REQUIRED WORK: List every line of the material below that contains the word "photo", copying each such line in full and treating uppercase and lowercase as different.

INPUT DATA:
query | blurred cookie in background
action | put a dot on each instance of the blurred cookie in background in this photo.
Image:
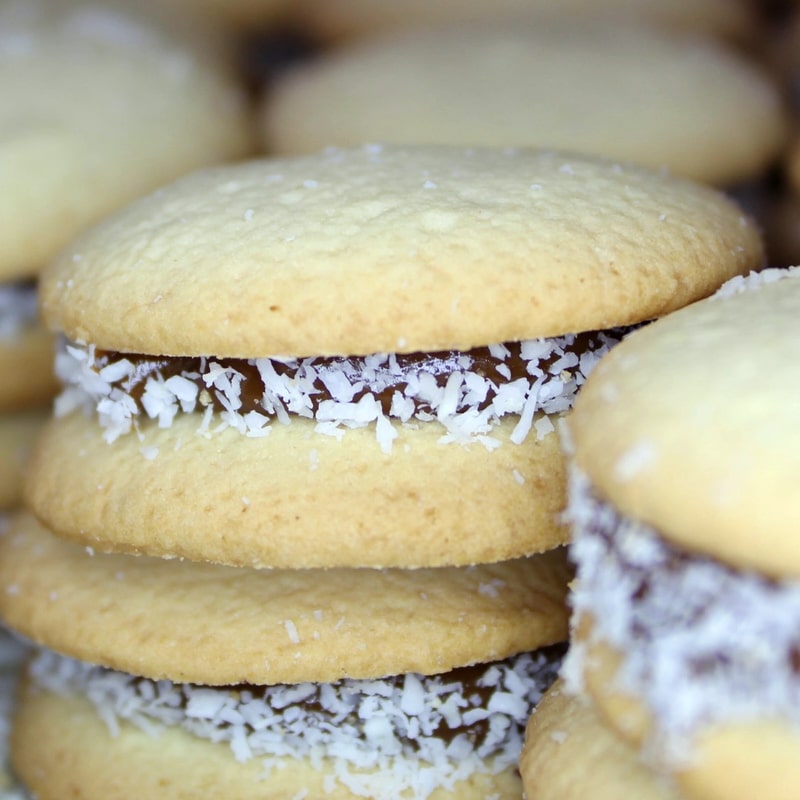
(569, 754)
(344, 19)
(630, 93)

--

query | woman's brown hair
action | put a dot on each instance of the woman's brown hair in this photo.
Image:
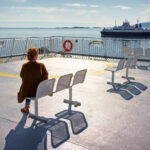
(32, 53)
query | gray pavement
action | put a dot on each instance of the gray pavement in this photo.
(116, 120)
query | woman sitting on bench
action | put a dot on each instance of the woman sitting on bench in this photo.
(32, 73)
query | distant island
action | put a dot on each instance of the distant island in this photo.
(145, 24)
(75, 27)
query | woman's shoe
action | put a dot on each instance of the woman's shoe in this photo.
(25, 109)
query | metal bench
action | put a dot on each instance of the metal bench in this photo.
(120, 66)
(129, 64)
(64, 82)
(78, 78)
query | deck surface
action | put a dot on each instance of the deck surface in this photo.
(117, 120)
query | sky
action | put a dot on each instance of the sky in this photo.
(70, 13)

SOLUTION TO THIS TASK:
action | put a dot on each instance of the blurred cookie in background in this photo.
action | put a dot on each instance of the woman's brown hair in this photo.
action | put a dot on each instance of the gray pavement in this photo.
action | put a dot on each instance of the woman sitting on bench in this photo.
action | put a dot on each instance of the distant island in this photo.
action | put a dot on each instance of the woman's shoe in this photo.
action | put a dot on each instance of the metal bench in this photo.
action | put a dot on each instance of the deck surface in this photo.
action | put a dot on each instance of the sky in this photo.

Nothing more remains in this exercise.